BRIEF ▸
Write out the following records exactly, each one in full.

Natural language region descriptions
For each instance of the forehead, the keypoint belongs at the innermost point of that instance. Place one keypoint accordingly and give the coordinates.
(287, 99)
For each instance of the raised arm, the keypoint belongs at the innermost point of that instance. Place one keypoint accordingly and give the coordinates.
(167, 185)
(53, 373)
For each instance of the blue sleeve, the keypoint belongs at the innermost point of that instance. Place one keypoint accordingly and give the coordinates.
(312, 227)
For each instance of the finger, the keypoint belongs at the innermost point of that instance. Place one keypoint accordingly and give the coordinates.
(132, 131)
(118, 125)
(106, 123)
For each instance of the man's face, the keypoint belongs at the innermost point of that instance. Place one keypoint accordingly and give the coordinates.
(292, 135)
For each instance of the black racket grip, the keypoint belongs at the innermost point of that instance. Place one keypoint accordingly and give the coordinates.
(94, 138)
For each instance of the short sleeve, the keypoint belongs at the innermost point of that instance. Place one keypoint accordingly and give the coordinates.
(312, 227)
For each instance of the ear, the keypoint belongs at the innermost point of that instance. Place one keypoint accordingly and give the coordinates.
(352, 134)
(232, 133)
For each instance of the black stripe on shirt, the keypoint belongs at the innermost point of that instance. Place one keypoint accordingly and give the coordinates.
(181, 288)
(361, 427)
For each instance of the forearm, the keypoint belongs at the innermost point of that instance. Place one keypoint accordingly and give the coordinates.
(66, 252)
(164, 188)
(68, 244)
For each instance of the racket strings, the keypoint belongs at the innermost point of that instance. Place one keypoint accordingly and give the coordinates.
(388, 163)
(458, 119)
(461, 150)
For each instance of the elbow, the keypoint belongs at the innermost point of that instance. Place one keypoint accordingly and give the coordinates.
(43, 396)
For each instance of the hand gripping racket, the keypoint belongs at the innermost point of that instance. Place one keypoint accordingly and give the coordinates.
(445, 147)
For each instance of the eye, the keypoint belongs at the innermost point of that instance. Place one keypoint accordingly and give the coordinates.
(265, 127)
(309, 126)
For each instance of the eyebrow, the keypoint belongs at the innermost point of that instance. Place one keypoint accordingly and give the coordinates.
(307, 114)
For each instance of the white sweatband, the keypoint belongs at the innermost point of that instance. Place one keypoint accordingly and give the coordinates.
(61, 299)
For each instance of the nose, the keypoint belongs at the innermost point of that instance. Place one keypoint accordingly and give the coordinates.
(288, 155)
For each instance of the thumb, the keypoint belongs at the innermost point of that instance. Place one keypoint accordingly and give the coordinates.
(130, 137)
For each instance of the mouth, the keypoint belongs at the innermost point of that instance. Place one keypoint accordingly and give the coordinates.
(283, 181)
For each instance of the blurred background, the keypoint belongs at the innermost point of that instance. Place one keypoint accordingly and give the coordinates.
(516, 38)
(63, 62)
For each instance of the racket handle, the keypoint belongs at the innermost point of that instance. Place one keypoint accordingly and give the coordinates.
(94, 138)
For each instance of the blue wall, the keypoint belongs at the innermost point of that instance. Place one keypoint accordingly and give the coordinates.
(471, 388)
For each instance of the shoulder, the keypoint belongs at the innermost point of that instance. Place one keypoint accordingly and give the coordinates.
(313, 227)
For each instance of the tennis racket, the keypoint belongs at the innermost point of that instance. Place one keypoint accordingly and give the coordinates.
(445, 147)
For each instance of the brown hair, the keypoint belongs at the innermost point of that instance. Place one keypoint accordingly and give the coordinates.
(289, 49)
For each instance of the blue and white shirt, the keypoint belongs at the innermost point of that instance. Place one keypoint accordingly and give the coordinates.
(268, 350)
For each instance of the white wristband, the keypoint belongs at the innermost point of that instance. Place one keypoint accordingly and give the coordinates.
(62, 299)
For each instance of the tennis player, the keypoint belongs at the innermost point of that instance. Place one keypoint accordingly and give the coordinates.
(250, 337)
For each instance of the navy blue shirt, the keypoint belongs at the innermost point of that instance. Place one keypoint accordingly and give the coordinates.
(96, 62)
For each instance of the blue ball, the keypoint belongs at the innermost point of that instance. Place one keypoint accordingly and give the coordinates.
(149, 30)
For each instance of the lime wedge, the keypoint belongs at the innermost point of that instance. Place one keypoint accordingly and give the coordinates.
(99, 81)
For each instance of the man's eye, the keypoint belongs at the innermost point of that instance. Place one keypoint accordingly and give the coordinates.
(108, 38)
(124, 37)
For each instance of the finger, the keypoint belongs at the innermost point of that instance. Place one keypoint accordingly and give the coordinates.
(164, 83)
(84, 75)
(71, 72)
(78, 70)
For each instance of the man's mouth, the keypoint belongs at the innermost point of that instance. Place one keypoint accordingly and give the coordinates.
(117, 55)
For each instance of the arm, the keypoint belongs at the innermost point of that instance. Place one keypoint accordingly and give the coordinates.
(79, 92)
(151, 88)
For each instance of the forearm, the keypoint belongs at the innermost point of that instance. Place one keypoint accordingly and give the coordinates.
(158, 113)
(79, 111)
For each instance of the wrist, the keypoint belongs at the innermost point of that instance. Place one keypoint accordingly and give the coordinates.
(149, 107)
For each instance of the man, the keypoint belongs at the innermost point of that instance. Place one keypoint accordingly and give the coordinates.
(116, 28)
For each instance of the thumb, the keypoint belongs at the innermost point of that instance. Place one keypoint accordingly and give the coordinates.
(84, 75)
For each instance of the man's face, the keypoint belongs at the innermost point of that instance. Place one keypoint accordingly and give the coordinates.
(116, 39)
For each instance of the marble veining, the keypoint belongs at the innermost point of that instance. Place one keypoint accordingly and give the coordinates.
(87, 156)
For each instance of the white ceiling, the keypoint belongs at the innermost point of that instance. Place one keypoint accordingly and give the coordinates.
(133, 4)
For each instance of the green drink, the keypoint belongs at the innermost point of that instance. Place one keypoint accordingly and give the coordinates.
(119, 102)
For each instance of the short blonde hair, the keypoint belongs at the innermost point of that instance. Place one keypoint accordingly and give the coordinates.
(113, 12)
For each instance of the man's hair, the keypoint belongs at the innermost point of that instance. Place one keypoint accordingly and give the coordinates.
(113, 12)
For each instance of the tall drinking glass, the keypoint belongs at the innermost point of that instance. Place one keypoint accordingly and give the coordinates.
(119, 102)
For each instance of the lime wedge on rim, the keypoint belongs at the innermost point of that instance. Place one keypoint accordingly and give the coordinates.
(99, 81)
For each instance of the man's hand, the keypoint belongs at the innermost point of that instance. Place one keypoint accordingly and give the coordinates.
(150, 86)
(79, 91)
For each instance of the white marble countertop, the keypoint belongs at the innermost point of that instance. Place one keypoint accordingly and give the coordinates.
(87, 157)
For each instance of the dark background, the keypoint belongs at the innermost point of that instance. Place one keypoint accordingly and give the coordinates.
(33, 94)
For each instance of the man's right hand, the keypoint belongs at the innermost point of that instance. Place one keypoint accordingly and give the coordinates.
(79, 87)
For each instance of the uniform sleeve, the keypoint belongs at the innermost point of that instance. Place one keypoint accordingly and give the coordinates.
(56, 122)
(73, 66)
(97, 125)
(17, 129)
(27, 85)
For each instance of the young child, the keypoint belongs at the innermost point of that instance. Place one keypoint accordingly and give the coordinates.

EXPECTED ANSWER ▸
For each instance of the forehead, the keypoint belongs at the innermost point of that instance. Place one keypoint accordingly and give the coordinates.
(287, 99)
For each instance of the raised arm, the keypoint belongs at the innermost point of that instance. Place one keypoint accordingly and give the coordinates.
(167, 185)
(53, 373)
For each instance of the blue sleeve, the keypoint belongs at the innermost point of that instance. Place one keypoint accordingly and give the coordinates.
(312, 227)
For each instance of the finger, the keypoint belongs at the innermost point of that instance. Place one keypoint accordingly and give the coordinates.
(132, 131)
(118, 125)
(106, 123)
For each instance of the man's face, the keypoint belongs at the innermost point of that instance. Place one keypoint accordingly and give the coordinates.
(292, 135)
For each instance of the black racket grip, the keypoint belongs at the innermost point of that instance. Place one keypoint accordingly and give the coordinates.
(94, 138)
For each instance of the short sleeve, the keypoint belongs at the innermost point of that instance. Place one keypoint accordingly and give the coordinates.
(312, 227)
For each instance of the ear, the keypoint belongs at the innermost point of that instance. Place one keypoint accordingly and give the coordinates.
(352, 134)
(232, 133)
For each instance of the black stripe on shirt, the keypoint belongs at the innermost point of that instance. Place one keypoint accordingly and give the coordinates.
(181, 288)
(361, 427)
For each instance of the forearm, the keypoint belongs at the innermost point of that instance. Place one keypoint accordingly and give the coordinates.
(66, 252)
(164, 188)
(68, 244)
For each instance of the racket strings, the keypoint belongs at the innermost point of that instance. Place one keypoint accordingly and give the coordinates.
(388, 163)
(458, 119)
(461, 150)
For each instance of the elbow, the keypoint belongs at the innermost point of that instance. Place one keypoint accordingly and give the coordinates.
(43, 396)
For each instance of the hand gripping racket, the keypoint belongs at the innermost point of that instance. Place one keypoint accordingly and give the coordinates.
(445, 147)
For each instance of the eye, the keypoint belongs at the innermost point of that instance. Place one keypoint accordingly and give the coordinates.
(265, 127)
(309, 126)
For each instance of the eyebrow, the keypoint belongs at the innermost point of that instance. Place one keypoint accordingly and give the coordinates.
(307, 114)
For each instance of the white sweatband, the keypoint belongs at the innermost point of that instance. Place one keypoint accordingly and give the coordinates.
(61, 299)
For each instance of the nose, the keypoint belongs at the innermost point of that instance. Place one keypoint accordingly and give the coordinates.
(288, 155)
For each instance of the thumb, the keypoint belongs at the innermost point of that instance. Place one keypoint accordingly and give the coordinates.
(130, 137)
For each instance of the mouth, the keypoint belongs at the innermost point of that instance. Place one keypoint accordingly and give the coordinates.
(283, 181)
For each instance of the blurred background, the keypoint belongs at the innermost point of that instance. Place one keypoint accordingly and give the coordinates.
(516, 38)
(63, 62)
For each instance of the racket handle, the keypoint belongs at the innermost point of that instance. Place one keypoint accordingly and give the coordinates.
(94, 138)
For each instance of the blue wall, the keypoint belongs at the innermost point of that instance. Place one keypoint accordingly and give the coordinates.
(471, 388)
For each instance of the shoulder, the keypoint belongs at the innermost point of that instance. Place one keypoint accordingly and give the coordinates.
(313, 227)
For each instance of the tennis racket, the keypoint belongs at the innermost point of that instance. Place one keypoint accordingly and give the coordinates.
(445, 147)
For each instance of the brown hair, the keypoint belongs at the innermost point of that instance. Place one keypoint accordingly and give the coordinates.
(289, 49)
For each instance of the blue and white shirt, the keypoint belongs at the innermost point of that instance. Place one keypoint accordingly and give the coordinates.
(268, 350)
For each instance of the white wristband, the keypoint belongs at the innermost point of that instance. Place one keypoint accordingly and give the coordinates.
(62, 299)
For each instance of the tennis player, the keypoint belongs at the innermost point of that instance. Place one keypoint accordingly and give the coordinates.
(250, 337)
For each instance of the navy blue shirt, the keypoint belongs at the innermost point of that instance. Place one keypoint accordingly and give the coordinates.
(96, 62)
For each instance of the blue ball, the keypoint belongs at the innermost point of that instance. Place one keypoint accordingly and give the coordinates.
(149, 30)
For each instance of the lime wedge, the keypoint belongs at the innermost point of that instance. Place one keypoint accordingly and give the coordinates.
(99, 81)
For each instance of the man's eye, the keypoint belongs at the innermost point of that instance. Place one keypoint accordingly and give the coordinates.
(108, 38)
(124, 37)
For each instance of the finger, the keypoint belongs at the innermost point of that instance. Place one keypoint accordingly and give the coordinates.
(164, 83)
(84, 75)
(71, 72)
(78, 70)
For each instance of the man's mouth, the keypoint belongs at the innermost point of that instance. Place one keypoint accordingly and give the coordinates.
(117, 55)
For each instance of the arm, the keypoint belongs at the innermost point of that instance. Place one keypoint accordingly and give the coordinates.
(79, 92)
(151, 88)
For each instance of the forearm, the keypoint belongs at the innermost point of that instance. Place one keypoint accordingly and give the coordinates.
(158, 113)
(79, 111)
For each instance of the wrist, the keypoint belongs at the innermost point of that instance. Place one keypoint accordingly and give the coordinates.
(149, 107)
For each instance of the man, the keypoint belongs at the innermost point of that instance. Place one keypoint accordingly and give the coordinates.
(116, 28)
For each instance of the thumb, the keypoint belongs at the innermost point of that instance. Place one keypoint accordingly and give the coordinates.
(84, 75)
For each instance of the man's face, the keypoint belongs at the innermost point of that instance. Place one keypoint accordingly and give the coordinates.
(116, 39)
For each instance of the marble veining, the keypoint belongs at the innermost point of that instance. Place one keypoint accordingly and give the coordinates.
(87, 156)
For each instance of the white ceiling, the keypoint belongs at the innermost point of that instance. Place one keypoint accordingly and give the coordinates.
(133, 4)
For each instance of the green drink, the keypoint belongs at the innermost point of that instance. Place one keypoint accordingly and give the coordinates.
(119, 102)
For each instance of the short blonde hair, the keypoint belongs at the innermost point of that instance. Place one keypoint accordingly and give the coordinates.
(113, 12)
For each instance of the man's hair, the keypoint belongs at the innermost point of that instance. Place one keypoint accordingly and give the coordinates.
(113, 12)
For each instance of the tall drinking glass, the keypoint belongs at the innermost point of that instance. Place one keypoint accordingly and give the coordinates.
(119, 102)
For each instance of the lime wedge on rim, the keypoint belongs at the innermost point of that instance. Place one keypoint accordingly and give the coordinates.
(99, 81)
For each instance of the man's hand, the keypoint belongs at the innermost point of that instance. Place one keypoint accordingly and give the coordinates.
(150, 86)
(79, 91)
For each instance of the white marble countertop, the keypoint belongs at the innermost point of that instance. Place one keypoint accordingly and give the coordinates.
(87, 157)
For each instance of the dark background, the keypoint belongs at the innermost point of that instance. Place one keypoint accordingly and give the coordinates.
(33, 94)
For each instance of the man's right hand, the keypoint belongs at the innermost point of that instance. Place one keypoint accordingly and give the coordinates.
(79, 87)
For each instance of the uniform sleeve, the keypoint belongs at the innermost point of that instance. Place one keypoint accordingly and give the coordinates.
(56, 122)
(73, 66)
(97, 125)
(17, 129)
(27, 85)
For each instance of the young child, the keypoint belongs at the innermost point of that instance. Place one keypoint accordingly and give the coordinates.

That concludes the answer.